As the Czech Republic has been a member state of the European Union from 1st May 2004, the Czech VAT law is based on the principles of the common system of VAT given by the VAT Directive. VAT is generally due on a supply of goods or services with the place of supply in the Czech Republic carried on by a taxable person in the course of economic activities. The taxable supply usually means goods or services provided for a consideration. However, certain transactions carried out for no consideration represent also a taxable supply, e.g. private use of business assets and provision of gifts.
VAT registration is obligatory for a person who has a registered seat, place of business, or establishment in the Czech Republic (hereinafter Czech entities), if their turnover exceeds CZK 1 million in twelve consecutive calendar months. Even if the threshold is not exceeded, Czech entities can choose a voluntary registration. Entities that have no seat, place of business, or a fixed establishment in the Czech Republic are obliged to register for Czech VAT once they make a taxable supply in the Czech Republic on which they have to account for a VAT. There is no registration threshold and these entities cannot register voluntarily.

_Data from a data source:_
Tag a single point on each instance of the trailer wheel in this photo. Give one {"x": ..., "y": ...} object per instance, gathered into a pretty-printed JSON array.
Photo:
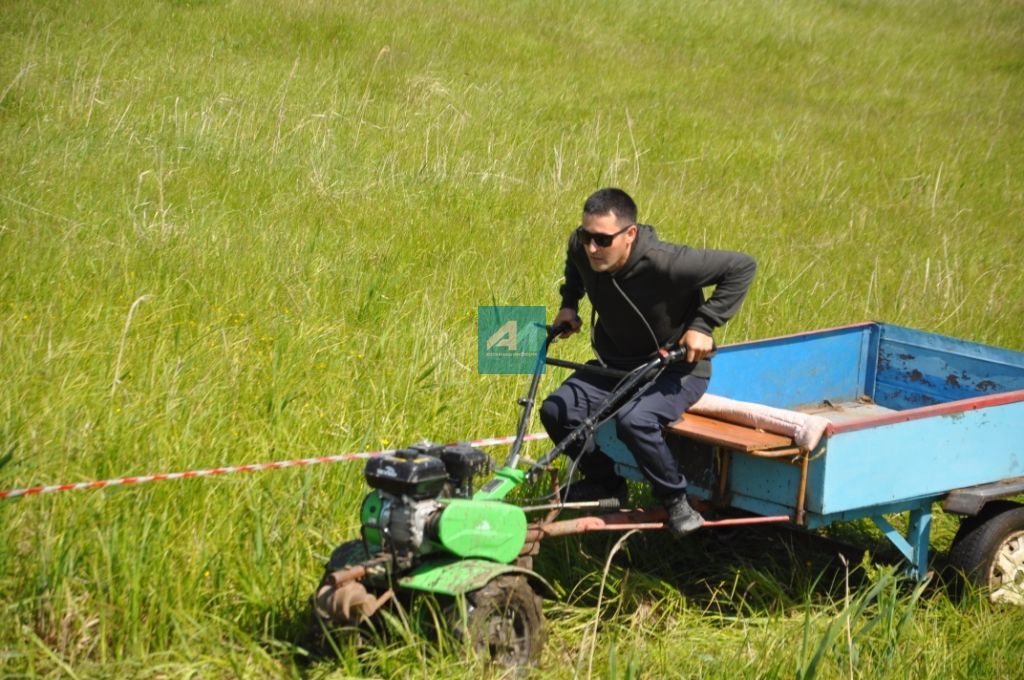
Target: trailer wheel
[
  {"x": 504, "y": 622},
  {"x": 989, "y": 552}
]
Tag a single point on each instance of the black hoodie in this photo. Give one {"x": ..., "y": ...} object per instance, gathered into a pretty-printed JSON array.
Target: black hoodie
[{"x": 655, "y": 296}]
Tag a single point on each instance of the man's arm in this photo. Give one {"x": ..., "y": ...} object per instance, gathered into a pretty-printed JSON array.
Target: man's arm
[
  {"x": 730, "y": 272},
  {"x": 571, "y": 292}
]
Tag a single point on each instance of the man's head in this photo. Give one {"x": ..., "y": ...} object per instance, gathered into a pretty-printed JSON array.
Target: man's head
[{"x": 609, "y": 217}]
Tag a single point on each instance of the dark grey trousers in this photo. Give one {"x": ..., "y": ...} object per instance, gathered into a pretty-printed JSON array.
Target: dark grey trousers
[{"x": 638, "y": 423}]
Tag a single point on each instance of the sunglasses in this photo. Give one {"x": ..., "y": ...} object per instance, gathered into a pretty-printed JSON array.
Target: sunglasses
[{"x": 602, "y": 240}]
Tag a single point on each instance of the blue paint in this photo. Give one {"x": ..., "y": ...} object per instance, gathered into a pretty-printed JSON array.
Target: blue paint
[
  {"x": 887, "y": 468},
  {"x": 797, "y": 370}
]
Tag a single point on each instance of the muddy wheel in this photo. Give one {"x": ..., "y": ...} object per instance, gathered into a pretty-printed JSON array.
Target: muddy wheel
[
  {"x": 323, "y": 635},
  {"x": 988, "y": 552},
  {"x": 504, "y": 622}
]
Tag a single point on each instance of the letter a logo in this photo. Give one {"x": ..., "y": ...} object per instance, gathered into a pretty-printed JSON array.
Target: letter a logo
[{"x": 504, "y": 337}]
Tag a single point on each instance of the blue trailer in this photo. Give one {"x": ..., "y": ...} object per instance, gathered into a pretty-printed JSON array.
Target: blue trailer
[{"x": 913, "y": 419}]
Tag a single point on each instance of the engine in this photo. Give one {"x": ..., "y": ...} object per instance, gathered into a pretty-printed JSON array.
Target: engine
[{"x": 399, "y": 513}]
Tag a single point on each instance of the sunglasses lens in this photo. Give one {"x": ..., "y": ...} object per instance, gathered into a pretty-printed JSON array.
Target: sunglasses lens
[{"x": 602, "y": 240}]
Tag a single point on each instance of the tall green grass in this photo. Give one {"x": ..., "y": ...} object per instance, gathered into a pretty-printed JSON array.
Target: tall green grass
[{"x": 304, "y": 203}]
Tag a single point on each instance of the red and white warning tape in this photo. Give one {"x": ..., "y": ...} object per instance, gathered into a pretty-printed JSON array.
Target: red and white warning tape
[{"x": 255, "y": 467}]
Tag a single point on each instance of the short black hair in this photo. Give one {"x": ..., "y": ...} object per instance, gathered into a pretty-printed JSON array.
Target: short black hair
[{"x": 611, "y": 200}]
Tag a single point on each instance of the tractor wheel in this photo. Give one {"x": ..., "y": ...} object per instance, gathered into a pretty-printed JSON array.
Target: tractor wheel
[
  {"x": 988, "y": 552},
  {"x": 323, "y": 634},
  {"x": 505, "y": 622}
]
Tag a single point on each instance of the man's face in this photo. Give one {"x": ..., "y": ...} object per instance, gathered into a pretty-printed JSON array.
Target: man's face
[{"x": 611, "y": 258}]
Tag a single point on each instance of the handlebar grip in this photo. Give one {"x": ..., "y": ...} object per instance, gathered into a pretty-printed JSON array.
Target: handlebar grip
[{"x": 555, "y": 331}]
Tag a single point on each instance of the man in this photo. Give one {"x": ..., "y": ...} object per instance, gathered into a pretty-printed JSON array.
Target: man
[{"x": 646, "y": 295}]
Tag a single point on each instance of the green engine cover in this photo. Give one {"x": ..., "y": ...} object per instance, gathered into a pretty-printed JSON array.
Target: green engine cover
[
  {"x": 370, "y": 513},
  {"x": 488, "y": 529}
]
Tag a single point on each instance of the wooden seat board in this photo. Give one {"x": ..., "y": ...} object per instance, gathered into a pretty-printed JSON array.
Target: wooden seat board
[{"x": 719, "y": 432}]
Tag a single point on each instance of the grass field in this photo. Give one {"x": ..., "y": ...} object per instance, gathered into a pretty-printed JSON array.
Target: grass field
[{"x": 245, "y": 231}]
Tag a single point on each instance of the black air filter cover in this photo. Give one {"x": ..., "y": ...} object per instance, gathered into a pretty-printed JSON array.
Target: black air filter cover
[{"x": 408, "y": 472}]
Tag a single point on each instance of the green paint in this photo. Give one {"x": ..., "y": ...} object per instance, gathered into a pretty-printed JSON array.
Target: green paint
[
  {"x": 451, "y": 576},
  {"x": 482, "y": 528},
  {"x": 505, "y": 480},
  {"x": 370, "y": 516}
]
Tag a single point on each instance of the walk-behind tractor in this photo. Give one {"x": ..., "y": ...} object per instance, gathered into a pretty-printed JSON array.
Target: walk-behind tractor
[
  {"x": 427, "y": 527},
  {"x": 862, "y": 421}
]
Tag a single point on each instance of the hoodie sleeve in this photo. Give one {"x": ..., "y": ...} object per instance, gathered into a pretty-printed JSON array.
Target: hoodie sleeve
[
  {"x": 571, "y": 289},
  {"x": 730, "y": 272}
]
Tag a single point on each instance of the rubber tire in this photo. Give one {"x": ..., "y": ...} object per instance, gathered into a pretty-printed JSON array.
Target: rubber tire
[
  {"x": 979, "y": 541},
  {"x": 506, "y": 605}
]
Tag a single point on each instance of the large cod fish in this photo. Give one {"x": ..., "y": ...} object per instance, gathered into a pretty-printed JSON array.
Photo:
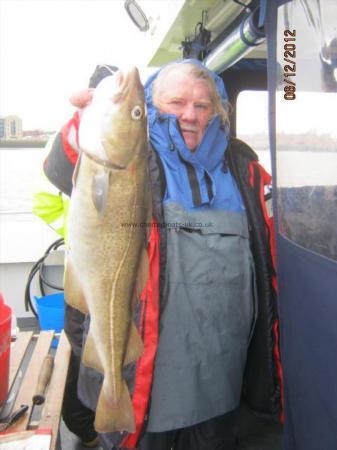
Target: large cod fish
[{"x": 107, "y": 264}]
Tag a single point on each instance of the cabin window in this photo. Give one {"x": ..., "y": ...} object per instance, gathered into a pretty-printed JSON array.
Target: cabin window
[
  {"x": 306, "y": 130},
  {"x": 252, "y": 123}
]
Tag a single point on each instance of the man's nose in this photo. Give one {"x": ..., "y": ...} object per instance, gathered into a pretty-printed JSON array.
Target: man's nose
[{"x": 189, "y": 113}]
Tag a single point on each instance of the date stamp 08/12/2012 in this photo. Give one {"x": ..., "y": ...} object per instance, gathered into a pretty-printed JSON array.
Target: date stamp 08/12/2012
[{"x": 289, "y": 69}]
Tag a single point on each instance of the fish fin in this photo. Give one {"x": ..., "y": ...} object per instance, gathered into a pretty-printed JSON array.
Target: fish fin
[
  {"x": 90, "y": 355},
  {"x": 143, "y": 273},
  {"x": 76, "y": 170},
  {"x": 99, "y": 190},
  {"x": 114, "y": 417},
  {"x": 135, "y": 345},
  {"x": 73, "y": 292}
]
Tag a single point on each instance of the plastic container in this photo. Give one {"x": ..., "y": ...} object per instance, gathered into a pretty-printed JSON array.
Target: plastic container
[
  {"x": 50, "y": 310},
  {"x": 5, "y": 347}
]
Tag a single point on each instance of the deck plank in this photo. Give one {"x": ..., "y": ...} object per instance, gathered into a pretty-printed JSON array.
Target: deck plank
[
  {"x": 29, "y": 382},
  {"x": 17, "y": 353}
]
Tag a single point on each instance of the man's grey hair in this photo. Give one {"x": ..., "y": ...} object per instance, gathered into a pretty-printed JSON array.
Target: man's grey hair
[{"x": 221, "y": 106}]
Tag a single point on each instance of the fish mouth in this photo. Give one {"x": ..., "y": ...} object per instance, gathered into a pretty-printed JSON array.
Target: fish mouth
[{"x": 125, "y": 82}]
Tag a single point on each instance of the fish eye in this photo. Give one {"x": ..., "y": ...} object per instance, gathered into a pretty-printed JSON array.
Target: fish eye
[{"x": 137, "y": 112}]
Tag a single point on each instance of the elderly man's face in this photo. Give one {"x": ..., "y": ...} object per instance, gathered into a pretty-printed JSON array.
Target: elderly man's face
[{"x": 189, "y": 99}]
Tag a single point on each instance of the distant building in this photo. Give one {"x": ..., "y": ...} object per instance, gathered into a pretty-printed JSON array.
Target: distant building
[{"x": 10, "y": 127}]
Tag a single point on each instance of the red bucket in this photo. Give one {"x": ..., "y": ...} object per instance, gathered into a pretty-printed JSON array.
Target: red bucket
[{"x": 5, "y": 345}]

_WORK ITEM:_
Copy the passage on Czech VAT word for word, between "VAT registration is" and "cannot register voluntarily.", inclusive. This data was taken from a different source than the text.

_PROBLEM SOLUTION:_
VAT registration is obligatory for a person who has a registered seat, place of business, or establishment in the Czech Republic (hereinafter Czech entities), if their turnover exceeds CZK 1 million in twelve consecutive calendar months. Even if the threshold is not exceeded, Czech entities can choose a voluntary registration. Entities that have no seat, place of business, or a fixed establishment in the Czech Republic are obliged to register for Czech VAT once they make a taxable supply in the Czech Republic on which they have to account for a VAT. There is no registration threshold and these entities cannot register voluntarily.